The request:
All of the data should be output character for character, except the pictures.

**********

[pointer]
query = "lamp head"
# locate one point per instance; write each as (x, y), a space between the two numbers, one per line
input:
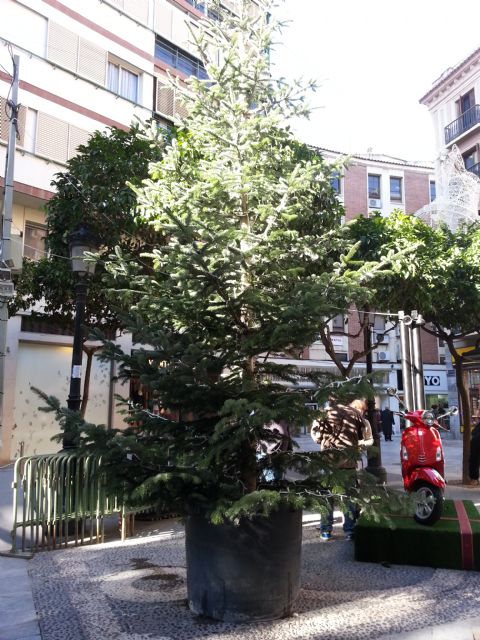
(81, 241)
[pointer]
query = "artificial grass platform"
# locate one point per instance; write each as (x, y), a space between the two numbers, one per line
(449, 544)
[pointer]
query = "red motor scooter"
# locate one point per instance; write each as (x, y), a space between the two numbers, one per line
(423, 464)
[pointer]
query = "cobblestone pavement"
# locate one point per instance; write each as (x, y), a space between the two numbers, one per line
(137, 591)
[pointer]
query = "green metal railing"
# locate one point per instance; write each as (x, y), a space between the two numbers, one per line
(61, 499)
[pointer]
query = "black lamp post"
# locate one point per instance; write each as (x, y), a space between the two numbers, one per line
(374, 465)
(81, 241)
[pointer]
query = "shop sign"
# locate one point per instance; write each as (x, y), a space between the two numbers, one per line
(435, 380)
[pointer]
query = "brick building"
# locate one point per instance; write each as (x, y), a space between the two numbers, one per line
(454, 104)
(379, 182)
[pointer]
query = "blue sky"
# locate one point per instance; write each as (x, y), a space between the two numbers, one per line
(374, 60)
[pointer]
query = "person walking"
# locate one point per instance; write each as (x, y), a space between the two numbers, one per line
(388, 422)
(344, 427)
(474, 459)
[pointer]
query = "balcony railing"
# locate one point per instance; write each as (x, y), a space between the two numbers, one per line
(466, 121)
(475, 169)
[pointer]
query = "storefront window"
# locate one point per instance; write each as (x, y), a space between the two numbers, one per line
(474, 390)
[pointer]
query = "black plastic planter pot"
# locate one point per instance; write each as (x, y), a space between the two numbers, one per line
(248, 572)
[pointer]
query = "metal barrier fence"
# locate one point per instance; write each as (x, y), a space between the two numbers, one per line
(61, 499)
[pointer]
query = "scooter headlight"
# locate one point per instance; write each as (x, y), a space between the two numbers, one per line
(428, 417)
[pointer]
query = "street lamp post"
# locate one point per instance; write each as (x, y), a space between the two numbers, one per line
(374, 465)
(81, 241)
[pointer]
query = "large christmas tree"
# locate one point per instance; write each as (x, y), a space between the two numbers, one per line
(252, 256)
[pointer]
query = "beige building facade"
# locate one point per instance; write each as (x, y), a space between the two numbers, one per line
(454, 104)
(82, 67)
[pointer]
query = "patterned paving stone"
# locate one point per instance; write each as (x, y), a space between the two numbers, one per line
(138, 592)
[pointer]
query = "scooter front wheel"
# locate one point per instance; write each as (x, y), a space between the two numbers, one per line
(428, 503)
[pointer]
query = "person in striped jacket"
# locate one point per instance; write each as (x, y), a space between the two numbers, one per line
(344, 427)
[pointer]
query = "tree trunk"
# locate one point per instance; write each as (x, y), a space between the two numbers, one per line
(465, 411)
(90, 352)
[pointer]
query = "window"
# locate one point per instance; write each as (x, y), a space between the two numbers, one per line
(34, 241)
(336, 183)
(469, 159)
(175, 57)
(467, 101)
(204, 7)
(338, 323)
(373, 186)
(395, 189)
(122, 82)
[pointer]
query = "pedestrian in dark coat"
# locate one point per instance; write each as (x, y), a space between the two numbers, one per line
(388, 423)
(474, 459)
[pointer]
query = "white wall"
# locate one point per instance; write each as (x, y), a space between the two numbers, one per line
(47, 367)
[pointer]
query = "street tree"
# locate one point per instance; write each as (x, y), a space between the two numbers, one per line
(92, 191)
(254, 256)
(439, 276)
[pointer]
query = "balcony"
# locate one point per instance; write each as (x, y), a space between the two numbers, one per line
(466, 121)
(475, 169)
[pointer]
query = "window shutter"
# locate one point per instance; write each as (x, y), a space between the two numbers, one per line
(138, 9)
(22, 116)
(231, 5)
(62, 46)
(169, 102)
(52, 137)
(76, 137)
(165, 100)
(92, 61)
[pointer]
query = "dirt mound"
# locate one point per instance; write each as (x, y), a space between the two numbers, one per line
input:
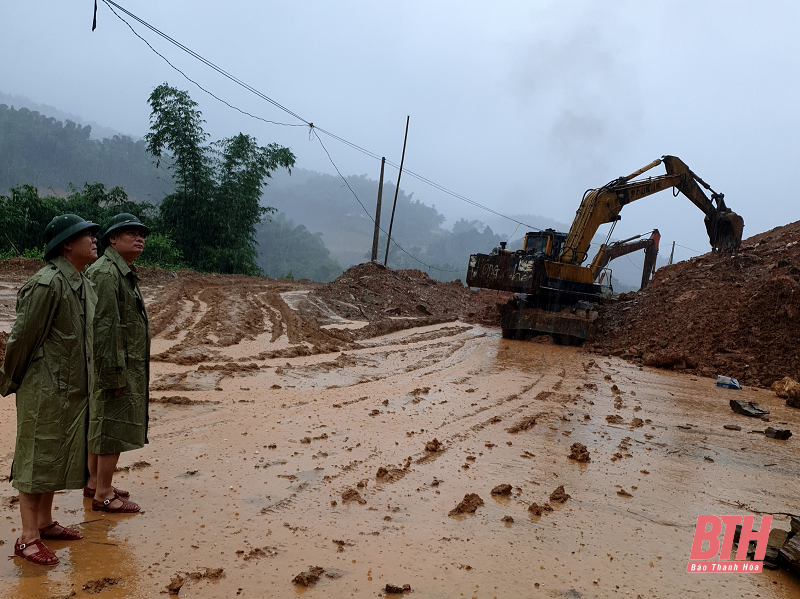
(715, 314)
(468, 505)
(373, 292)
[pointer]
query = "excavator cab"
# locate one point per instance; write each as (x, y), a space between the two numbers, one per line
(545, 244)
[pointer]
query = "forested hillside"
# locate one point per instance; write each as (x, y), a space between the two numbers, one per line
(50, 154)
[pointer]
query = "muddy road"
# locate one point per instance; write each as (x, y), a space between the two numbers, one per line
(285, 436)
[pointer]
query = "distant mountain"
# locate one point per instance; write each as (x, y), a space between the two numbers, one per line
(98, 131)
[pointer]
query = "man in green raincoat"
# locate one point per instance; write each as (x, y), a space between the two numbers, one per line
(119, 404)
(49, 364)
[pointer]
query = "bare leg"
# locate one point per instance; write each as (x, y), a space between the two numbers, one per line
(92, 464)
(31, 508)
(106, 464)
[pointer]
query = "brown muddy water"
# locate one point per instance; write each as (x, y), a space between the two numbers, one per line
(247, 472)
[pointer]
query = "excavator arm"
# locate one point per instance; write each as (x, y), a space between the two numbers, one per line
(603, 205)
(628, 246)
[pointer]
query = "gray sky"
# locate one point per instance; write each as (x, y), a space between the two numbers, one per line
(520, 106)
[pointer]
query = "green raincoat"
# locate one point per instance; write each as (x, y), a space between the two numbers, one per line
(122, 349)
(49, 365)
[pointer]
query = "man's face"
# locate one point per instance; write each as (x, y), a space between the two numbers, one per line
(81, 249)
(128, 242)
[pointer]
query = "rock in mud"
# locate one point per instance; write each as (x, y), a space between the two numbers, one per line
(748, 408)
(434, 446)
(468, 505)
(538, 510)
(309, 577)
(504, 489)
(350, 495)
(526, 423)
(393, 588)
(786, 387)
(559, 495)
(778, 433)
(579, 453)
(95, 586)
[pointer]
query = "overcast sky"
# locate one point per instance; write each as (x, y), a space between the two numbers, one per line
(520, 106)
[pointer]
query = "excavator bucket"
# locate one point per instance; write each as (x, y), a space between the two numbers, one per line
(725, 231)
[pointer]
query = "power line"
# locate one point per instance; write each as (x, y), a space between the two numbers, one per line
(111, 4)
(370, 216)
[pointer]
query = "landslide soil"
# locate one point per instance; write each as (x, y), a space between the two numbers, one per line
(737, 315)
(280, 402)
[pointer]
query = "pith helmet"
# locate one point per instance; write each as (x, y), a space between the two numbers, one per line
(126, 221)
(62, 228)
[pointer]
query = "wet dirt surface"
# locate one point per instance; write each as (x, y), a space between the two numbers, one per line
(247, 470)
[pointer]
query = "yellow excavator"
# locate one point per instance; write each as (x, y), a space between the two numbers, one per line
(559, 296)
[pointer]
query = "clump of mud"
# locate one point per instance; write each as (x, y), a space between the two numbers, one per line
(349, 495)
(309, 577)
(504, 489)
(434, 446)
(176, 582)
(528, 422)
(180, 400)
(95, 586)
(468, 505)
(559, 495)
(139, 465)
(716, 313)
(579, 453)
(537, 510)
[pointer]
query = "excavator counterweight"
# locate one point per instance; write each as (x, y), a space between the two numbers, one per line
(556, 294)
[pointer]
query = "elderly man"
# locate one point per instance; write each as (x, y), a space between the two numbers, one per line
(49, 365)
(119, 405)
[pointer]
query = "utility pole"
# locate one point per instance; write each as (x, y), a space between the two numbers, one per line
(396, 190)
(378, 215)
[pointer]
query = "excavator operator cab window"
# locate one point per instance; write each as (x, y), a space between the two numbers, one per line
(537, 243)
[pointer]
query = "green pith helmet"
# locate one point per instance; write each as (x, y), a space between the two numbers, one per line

**********

Written response:
[pointer]
query = "lamp head"
# locate one point per instance; write each as (x, y), a space between the two numbers, one per line
input:
(81, 241)
[pointer]
query = "artificial grass platform"
# locate one point per instance; write each as (x, y), a space between the two numbers, one per line
(449, 544)
[pointer]
query = "red motor scooter"
# locate one point per instance; write each as (x, y), a space between the two numbers, one per line
(423, 464)
[pointer]
query = "cobblestone pavement"
# locate one point per instance; write each as (x, y), a space between the two numbers, one per line
(137, 591)
[pointer]
query = "green metal railing"
# locate one point per instance; write each as (x, y), a space between the two numbers, one per line
(61, 499)
[pointer]
query = "black lamp post"
# locate one point per instance; write each as (x, y), a space between the two numbers, one per line
(374, 465)
(81, 241)
[pointer]
query = "shop sign"
# locate one point per instance; write each as (x, y), a space between the two numbers, one per line
(435, 380)
[pointer]
query = "brick building"
# locate one point per instance; write each as (x, y), a space between the two numbers, one per line
(454, 104)
(379, 182)
[pointer]
query = "blue sky"
# locate one point per instance; write each as (x, y), a space between the two numbers, one per line
(374, 60)
[pointer]
query = "person walking"
# locate one point per instance; write each as (x, y), a space between the two numbers, one per line
(388, 422)
(344, 427)
(474, 459)
[pointer]
query = "balcony railing"
# locate one point per instance; write each as (x, y), a space between the two numbers, one per line
(466, 121)
(475, 169)
[pointer]
query = "storefront window"
# locate one point per instance; write each as (x, y), a space between the two numbers, one per line
(474, 390)
[pointer]
query = "black plastic planter pot"
# locate one point per instance; write each as (x, y), a space between the two numbers, one per line
(248, 572)
[pointer]
query = "metal barrier fence"
# locate one point per instance; write each as (x, y), a space between the two numbers, one per line
(61, 499)
[pointer]
query = "scooter headlight"
# locate one point per instance; write each as (x, y), a space between the two numbers, one per line
(428, 417)
[pointer]
query = "street lamp post"
# locate one point per instance; write each as (x, y), a space between the two numbers, one per line
(374, 465)
(81, 241)
[pointer]
query = "large christmas tree"
# locate one point per instance; write each as (x, y), a space between the two numbers, one per line
(252, 256)
[pointer]
query = "beige building facade"
# locate one point per instance; write each as (x, y), a space between the two numbers, one per line
(454, 104)
(82, 67)
[pointer]
query = "patterned paving stone"
# locate one point per instance; write each as (x, y), a space between the two numbers, one per line
(138, 592)
[pointer]
query = "scooter front wheel"
# locate one point per instance; write each as (x, y), a space between the two numbers, one per line
(428, 503)
[pointer]
query = "person in striped jacket"
# locate one point per instance; write each as (x, y), a space between the two numbers, one per line
(344, 427)
[pointer]
query = "tree trunk"
# locate one point per instance; write each as (x, y), a space between the two numbers, one per line
(465, 411)
(90, 352)
[pointer]
query = "window"
# locate one point per instance; write each as (x, y), a space between the two numbers, one per line
(34, 241)
(336, 183)
(469, 159)
(175, 57)
(467, 101)
(204, 7)
(338, 323)
(373, 186)
(395, 189)
(122, 82)
[pointer]
query = "pedestrian in dark coat"
# locate one point per instance; write each as (x, y), a space between the two numbers, one per line
(388, 423)
(474, 459)
[pointer]
query = "white wall"
# locate one point per instance; write each as (x, y), a space between the two numbers, one per line
(47, 367)
[pointer]
query = "street tree"
# locate one point per instance; write each as (x, y), a space between the two numbers, one per line
(92, 191)
(254, 256)
(439, 276)
[pointer]
query = "balcony"
# locate one point per instance; write each as (x, y), a space between the two numbers, one per line
(466, 121)
(475, 169)
[pointer]
query = "window shutter"
# locate one point per instance; write each as (x, y), a space between the two numbers, one per line
(138, 9)
(22, 116)
(231, 5)
(62, 46)
(169, 102)
(52, 137)
(76, 137)
(165, 100)
(92, 61)
[pointer]
query = "dirt mound"
# locate one point per instance; write each as (x, y), a space between the two numbers, one per line
input:
(715, 314)
(468, 505)
(373, 292)
[pointer]
query = "excavator cab"
# locate one point per instance; write each as (x, y), a space between the two numbers, one per line
(545, 244)
[pointer]
query = "forested hillside"
# locate one point per instance; write each as (x, y), a space between the two numbers, one per line
(50, 154)
[pointer]
query = "muddy road"
# locate one point per instance; write each as (x, y), a space between the two numbers, one per line
(285, 436)
[pointer]
query = "distant mountain"
# locate one point per instance; write each as (x, y), a space between the two numbers, one per line
(98, 131)
[pointer]
query = "man in green raincoat"
# locate one point per instance; write each as (x, y), a space between the two numbers, one per line
(119, 404)
(49, 364)
[pointer]
query = "bare leg"
# locate one point per instance; write each as (x, y), a space between the two numbers, one per line
(92, 464)
(31, 508)
(106, 464)
[pointer]
query = "brown muddy water"
# locate one point per instance; write each as (x, y), a space between the two numbers, one per line
(247, 472)
[pointer]
query = "excavator arm"
# locate one point per instance; write each as (x, y), a space between the two numbers, one per line
(603, 205)
(628, 246)
[pointer]
query = "gray sky"
# locate one point per instance; write each as (x, y), a space between the two numbers, one per line
(520, 106)
[pointer]
query = "green raincoat"
# locate one point per instance; write each as (x, y), a space between the two numbers, one per line
(122, 349)
(49, 365)
[pointer]
query = "man's face"
# locate one point per instance; write each as (x, y), a space between the two numbers, one per line
(81, 249)
(128, 242)
[pointer]
query = "rock in mud"
# locate one point per instance; write each as (x, y), a space between the two numbers, one per line
(748, 408)
(434, 446)
(468, 505)
(538, 510)
(309, 577)
(504, 489)
(350, 495)
(526, 423)
(393, 588)
(786, 387)
(559, 495)
(778, 433)
(579, 453)
(95, 586)
[pointer]
query = "overcast sky"
# locate one point per instance; write each as (x, y), a space between the two numbers, one per line
(520, 106)
[pointer]
query = "excavator bucket"
# locate one point per instance; write each as (x, y), a space between the two numbers, one per line
(725, 231)
[pointer]
query = "power line"
# locate one point per instance; write each as (x, y), a space between the two numbers, one per line
(111, 4)
(370, 216)
[pointer]
query = "landslide soil"
# locate one point per instance; write each as (x, y), a space between the two numbers, one per line
(737, 315)
(280, 402)
[pointer]
query = "pith helmet"
# locate one point per instance; write each as (x, y), a space between the two numbers, one per line
(126, 221)
(62, 228)
[pointer]
query = "wet dirt surface"
# locate one point per instance; write each as (x, y), a space between the two numbers, one per line
(247, 470)
[pointer]
query = "yellow excavator"
# locate one point per instance; write each as (x, y), a space between the two numbers, one per line
(559, 296)
[pointer]
query = "clump of mud"
# locate one point per instance; write each as (x, y), a space between the two numbers, one per line
(349, 495)
(309, 577)
(504, 489)
(434, 446)
(176, 582)
(528, 422)
(180, 400)
(95, 586)
(468, 505)
(559, 495)
(139, 465)
(716, 313)
(579, 453)
(537, 510)
[pointer]
query = "excavator counterweight"
# locate one point per instance; write each as (x, y), a space between the two numbers, one per line
(556, 294)
[pointer]
query = "elderly man"
# locate one point per instance; write each as (x, y), a space between the two numbers, one per line
(49, 365)
(119, 405)
[pointer]
query = "utility pole"
# locate one point per instance; write each as (x, y), a space between the two numbers, one per line
(396, 190)
(378, 215)
[pointer]
query = "excavator operator cab window"
# locate one point per instance; write each as (x, y), a space between the two numbers, one per line
(537, 243)
[pointer]
query = "green pith helmet"
# locate one point per instance; write each as (x, y), a space between the two numbers, one per line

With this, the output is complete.